* [WHAT YOU HAVE TO DO]: Repeat the lines of the material exactly, from the line containing "on the woman" through the end of the material, inclusive, leaving out the pictures.

** START OF MATERIAL SUPPLIED **

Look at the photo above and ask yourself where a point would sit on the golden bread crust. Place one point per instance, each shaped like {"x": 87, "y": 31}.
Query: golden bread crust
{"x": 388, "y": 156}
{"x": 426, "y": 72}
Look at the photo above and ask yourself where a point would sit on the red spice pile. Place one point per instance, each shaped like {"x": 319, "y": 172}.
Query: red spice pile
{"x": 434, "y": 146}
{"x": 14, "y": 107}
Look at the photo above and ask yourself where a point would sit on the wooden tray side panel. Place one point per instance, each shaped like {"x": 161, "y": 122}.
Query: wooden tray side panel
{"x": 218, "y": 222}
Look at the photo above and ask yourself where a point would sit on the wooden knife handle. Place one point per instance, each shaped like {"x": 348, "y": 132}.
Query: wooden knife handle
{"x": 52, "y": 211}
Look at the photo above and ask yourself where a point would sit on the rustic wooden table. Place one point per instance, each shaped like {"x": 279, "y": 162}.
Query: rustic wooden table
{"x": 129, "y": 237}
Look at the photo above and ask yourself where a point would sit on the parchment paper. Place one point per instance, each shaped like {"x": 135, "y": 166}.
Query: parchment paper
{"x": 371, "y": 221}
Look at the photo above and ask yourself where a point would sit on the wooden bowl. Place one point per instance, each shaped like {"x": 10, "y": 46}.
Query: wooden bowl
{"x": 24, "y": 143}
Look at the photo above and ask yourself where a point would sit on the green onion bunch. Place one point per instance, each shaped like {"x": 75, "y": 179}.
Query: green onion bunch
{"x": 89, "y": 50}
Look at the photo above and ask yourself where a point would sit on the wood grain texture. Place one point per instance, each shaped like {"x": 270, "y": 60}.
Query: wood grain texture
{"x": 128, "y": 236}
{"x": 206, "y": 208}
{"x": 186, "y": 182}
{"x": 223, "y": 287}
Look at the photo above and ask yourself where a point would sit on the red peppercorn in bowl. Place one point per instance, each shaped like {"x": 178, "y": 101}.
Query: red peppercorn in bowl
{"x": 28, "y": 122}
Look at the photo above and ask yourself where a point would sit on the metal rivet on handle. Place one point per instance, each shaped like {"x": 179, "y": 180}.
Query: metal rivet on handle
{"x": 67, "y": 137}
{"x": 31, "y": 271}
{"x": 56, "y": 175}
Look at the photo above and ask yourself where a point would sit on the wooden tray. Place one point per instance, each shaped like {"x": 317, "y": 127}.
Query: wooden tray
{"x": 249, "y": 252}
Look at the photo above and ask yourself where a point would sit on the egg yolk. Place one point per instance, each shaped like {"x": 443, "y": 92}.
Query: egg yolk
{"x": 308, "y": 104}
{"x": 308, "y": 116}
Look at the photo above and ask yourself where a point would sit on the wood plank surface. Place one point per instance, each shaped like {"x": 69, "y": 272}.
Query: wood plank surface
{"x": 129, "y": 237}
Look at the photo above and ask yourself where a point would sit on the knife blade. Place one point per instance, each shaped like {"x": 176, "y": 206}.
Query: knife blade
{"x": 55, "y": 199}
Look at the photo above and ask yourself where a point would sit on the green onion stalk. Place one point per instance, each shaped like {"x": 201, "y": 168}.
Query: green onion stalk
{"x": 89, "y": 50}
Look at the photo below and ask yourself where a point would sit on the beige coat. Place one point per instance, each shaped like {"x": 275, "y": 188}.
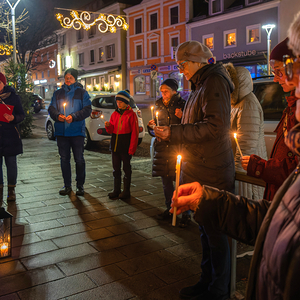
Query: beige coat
{"x": 248, "y": 122}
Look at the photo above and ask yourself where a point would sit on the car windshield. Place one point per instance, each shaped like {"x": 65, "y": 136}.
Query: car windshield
{"x": 109, "y": 101}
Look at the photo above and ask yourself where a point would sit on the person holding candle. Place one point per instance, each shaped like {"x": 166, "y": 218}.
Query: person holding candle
{"x": 282, "y": 160}
{"x": 207, "y": 155}
{"x": 10, "y": 139}
{"x": 123, "y": 125}
{"x": 247, "y": 123}
{"x": 169, "y": 108}
{"x": 69, "y": 107}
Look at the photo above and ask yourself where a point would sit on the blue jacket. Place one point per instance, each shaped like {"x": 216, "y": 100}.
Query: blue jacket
{"x": 78, "y": 105}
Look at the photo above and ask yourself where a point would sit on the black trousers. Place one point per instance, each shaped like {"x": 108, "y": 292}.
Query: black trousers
{"x": 117, "y": 159}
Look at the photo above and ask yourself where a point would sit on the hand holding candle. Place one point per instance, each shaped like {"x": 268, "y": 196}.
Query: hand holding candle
{"x": 176, "y": 187}
{"x": 237, "y": 143}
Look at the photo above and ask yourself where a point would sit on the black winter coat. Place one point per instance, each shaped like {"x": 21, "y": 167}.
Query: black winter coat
{"x": 10, "y": 139}
{"x": 273, "y": 227}
{"x": 204, "y": 132}
{"x": 165, "y": 154}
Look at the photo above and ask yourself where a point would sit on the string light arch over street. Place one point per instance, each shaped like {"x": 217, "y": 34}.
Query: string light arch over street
{"x": 104, "y": 22}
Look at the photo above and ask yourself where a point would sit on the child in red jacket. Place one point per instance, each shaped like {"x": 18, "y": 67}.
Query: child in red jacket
{"x": 123, "y": 125}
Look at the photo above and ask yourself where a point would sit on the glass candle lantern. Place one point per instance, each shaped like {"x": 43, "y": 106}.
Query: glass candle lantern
{"x": 5, "y": 233}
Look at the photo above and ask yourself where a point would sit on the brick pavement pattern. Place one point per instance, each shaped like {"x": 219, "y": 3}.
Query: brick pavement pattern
{"x": 91, "y": 247}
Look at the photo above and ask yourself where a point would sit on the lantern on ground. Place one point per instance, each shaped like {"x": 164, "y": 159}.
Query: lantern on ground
{"x": 5, "y": 233}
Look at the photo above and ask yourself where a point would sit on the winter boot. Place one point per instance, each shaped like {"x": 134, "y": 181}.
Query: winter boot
{"x": 126, "y": 191}
{"x": 1, "y": 192}
{"x": 11, "y": 195}
{"x": 117, "y": 189}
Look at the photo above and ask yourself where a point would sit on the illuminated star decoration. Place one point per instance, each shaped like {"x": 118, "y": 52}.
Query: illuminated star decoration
{"x": 6, "y": 49}
{"x": 103, "y": 22}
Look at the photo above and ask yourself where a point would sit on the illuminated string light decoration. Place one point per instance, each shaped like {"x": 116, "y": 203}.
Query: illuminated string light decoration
{"x": 6, "y": 49}
{"x": 103, "y": 22}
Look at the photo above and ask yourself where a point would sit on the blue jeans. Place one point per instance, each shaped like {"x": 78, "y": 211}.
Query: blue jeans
{"x": 65, "y": 144}
{"x": 12, "y": 171}
{"x": 215, "y": 262}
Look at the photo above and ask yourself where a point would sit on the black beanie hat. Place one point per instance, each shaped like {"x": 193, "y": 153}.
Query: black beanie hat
{"x": 73, "y": 72}
{"x": 171, "y": 83}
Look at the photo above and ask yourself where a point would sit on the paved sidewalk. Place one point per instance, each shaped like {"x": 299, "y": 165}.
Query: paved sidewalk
{"x": 92, "y": 247}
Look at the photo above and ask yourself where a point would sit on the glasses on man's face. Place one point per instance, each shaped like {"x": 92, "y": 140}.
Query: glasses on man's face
{"x": 277, "y": 72}
{"x": 181, "y": 66}
{"x": 291, "y": 66}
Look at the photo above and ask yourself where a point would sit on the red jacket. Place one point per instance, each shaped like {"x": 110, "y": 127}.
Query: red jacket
{"x": 125, "y": 131}
{"x": 282, "y": 160}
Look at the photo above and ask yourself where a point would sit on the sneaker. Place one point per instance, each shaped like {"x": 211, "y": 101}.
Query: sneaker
{"x": 185, "y": 221}
{"x": 80, "y": 191}
{"x": 193, "y": 291}
{"x": 166, "y": 215}
{"x": 66, "y": 190}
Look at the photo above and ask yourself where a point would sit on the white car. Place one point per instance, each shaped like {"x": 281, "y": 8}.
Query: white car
{"x": 103, "y": 105}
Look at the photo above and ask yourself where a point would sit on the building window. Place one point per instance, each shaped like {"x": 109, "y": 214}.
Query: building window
{"x": 138, "y": 52}
{"x": 101, "y": 54}
{"x": 230, "y": 38}
{"x": 216, "y": 6}
{"x": 80, "y": 59}
{"x": 253, "y": 34}
{"x": 92, "y": 56}
{"x": 174, "y": 17}
{"x": 208, "y": 41}
{"x": 79, "y": 34}
{"x": 153, "y": 49}
{"x": 110, "y": 52}
{"x": 138, "y": 25}
{"x": 139, "y": 85}
{"x": 153, "y": 21}
{"x": 250, "y": 2}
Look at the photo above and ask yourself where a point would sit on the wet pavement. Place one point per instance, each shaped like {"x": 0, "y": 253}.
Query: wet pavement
{"x": 91, "y": 247}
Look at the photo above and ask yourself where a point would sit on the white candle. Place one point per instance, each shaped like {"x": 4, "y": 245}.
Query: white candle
{"x": 65, "y": 108}
{"x": 176, "y": 187}
{"x": 237, "y": 143}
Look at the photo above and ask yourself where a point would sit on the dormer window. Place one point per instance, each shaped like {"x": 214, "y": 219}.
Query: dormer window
{"x": 215, "y": 7}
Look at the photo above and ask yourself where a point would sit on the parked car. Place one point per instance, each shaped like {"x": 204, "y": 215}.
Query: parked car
{"x": 38, "y": 102}
{"x": 103, "y": 105}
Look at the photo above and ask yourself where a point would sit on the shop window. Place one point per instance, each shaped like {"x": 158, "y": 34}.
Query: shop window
{"x": 253, "y": 34}
{"x": 138, "y": 52}
{"x": 139, "y": 85}
{"x": 174, "y": 16}
{"x": 138, "y": 25}
{"x": 153, "y": 49}
{"x": 215, "y": 6}
{"x": 208, "y": 41}
{"x": 230, "y": 38}
{"x": 153, "y": 21}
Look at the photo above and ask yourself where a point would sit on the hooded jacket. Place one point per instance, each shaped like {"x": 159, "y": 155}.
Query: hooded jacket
{"x": 78, "y": 105}
{"x": 204, "y": 130}
{"x": 165, "y": 154}
{"x": 247, "y": 121}
{"x": 10, "y": 139}
{"x": 282, "y": 160}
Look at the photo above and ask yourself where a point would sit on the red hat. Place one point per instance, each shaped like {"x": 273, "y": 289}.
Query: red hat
{"x": 280, "y": 50}
{"x": 3, "y": 78}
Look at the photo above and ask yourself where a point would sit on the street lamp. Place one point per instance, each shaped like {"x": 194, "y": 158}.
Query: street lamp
{"x": 14, "y": 28}
{"x": 268, "y": 29}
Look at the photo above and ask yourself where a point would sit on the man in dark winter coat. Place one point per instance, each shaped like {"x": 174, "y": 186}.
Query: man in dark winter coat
{"x": 69, "y": 108}
{"x": 169, "y": 108}
{"x": 11, "y": 114}
{"x": 204, "y": 134}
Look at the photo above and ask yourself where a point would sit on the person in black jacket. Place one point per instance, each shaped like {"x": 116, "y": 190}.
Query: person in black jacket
{"x": 169, "y": 108}
{"x": 10, "y": 139}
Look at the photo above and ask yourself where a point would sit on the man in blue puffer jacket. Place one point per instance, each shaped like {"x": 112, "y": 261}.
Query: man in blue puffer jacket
{"x": 69, "y": 107}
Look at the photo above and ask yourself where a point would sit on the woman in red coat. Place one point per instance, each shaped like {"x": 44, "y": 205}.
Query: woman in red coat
{"x": 282, "y": 160}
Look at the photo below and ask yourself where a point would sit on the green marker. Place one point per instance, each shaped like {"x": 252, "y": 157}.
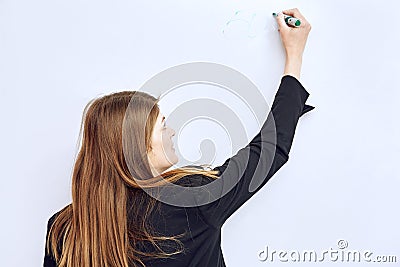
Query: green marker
{"x": 290, "y": 20}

** END OF MATERIAL SUPPLIED **

* [COMPLETE ANSWER]:
Look at the photo above and ask yourself where a point would sit on the woman in red coat. Place one point per instance, each shaped like {"x": 44, "y": 205}.
Query: woman in red coat
{"x": 282, "y": 160}
Look at the photo below and ask yourself where a point would sit on the green marker. Place one point per instance, each shaped like {"x": 252, "y": 157}.
Query: green marker
{"x": 290, "y": 20}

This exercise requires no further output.